[[ SOURCE MATERIAL, beginning ]]

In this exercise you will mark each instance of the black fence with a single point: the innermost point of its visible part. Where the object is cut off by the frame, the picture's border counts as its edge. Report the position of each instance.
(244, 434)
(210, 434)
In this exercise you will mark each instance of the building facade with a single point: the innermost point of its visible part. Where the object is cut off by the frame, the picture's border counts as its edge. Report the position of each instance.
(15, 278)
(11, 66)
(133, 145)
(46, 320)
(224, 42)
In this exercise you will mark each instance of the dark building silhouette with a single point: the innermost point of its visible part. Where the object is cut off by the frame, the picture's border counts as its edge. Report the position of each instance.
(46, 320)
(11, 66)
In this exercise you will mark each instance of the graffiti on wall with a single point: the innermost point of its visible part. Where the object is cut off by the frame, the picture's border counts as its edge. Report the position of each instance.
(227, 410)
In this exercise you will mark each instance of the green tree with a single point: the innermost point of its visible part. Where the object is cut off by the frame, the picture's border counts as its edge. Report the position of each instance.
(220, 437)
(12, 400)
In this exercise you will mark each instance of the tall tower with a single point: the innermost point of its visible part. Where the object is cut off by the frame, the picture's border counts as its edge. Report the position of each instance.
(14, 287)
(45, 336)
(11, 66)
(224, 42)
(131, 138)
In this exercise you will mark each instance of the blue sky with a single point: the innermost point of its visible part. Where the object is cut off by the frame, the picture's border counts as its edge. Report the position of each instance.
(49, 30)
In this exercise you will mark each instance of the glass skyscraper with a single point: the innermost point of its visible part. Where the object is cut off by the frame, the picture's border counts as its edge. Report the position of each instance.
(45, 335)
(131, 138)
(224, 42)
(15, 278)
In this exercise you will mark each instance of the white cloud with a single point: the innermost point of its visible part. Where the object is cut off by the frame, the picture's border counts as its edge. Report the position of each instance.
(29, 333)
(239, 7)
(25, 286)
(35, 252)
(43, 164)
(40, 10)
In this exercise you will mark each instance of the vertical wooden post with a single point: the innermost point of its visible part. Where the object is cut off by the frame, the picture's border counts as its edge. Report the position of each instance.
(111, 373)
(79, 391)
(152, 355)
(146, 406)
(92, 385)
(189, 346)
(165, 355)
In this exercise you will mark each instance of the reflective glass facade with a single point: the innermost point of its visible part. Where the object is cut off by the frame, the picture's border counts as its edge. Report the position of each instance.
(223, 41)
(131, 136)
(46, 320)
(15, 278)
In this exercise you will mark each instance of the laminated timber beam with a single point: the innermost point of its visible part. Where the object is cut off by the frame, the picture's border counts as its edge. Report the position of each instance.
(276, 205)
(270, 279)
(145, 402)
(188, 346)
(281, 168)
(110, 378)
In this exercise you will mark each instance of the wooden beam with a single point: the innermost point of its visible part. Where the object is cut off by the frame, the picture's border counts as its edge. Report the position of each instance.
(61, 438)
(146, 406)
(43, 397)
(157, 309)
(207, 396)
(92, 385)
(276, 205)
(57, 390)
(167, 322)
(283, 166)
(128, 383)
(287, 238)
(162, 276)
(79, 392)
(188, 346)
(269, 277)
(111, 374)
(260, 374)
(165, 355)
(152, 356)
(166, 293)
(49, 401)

[[ SOURCE MATERIAL, end ]]

§ **TASK PROMPT**:
The expected answer is a word-for-word copy of every line from the one that contains "In this exercise you will mark each instance of the wooden" through the final line of the material.

§ **RESPONSE TO THE TASK**:
In this exercise you will mark each instance of the wooden beam with a single point: the innermost point of its visible part. Where the object is cut off by the frame, the picture's border counts as its edge. Report the position of each instance.
(61, 438)
(146, 406)
(43, 397)
(157, 309)
(207, 396)
(92, 385)
(276, 205)
(57, 390)
(167, 322)
(283, 166)
(128, 383)
(287, 238)
(162, 276)
(79, 392)
(188, 346)
(269, 277)
(111, 374)
(260, 374)
(165, 355)
(152, 356)
(166, 293)
(49, 401)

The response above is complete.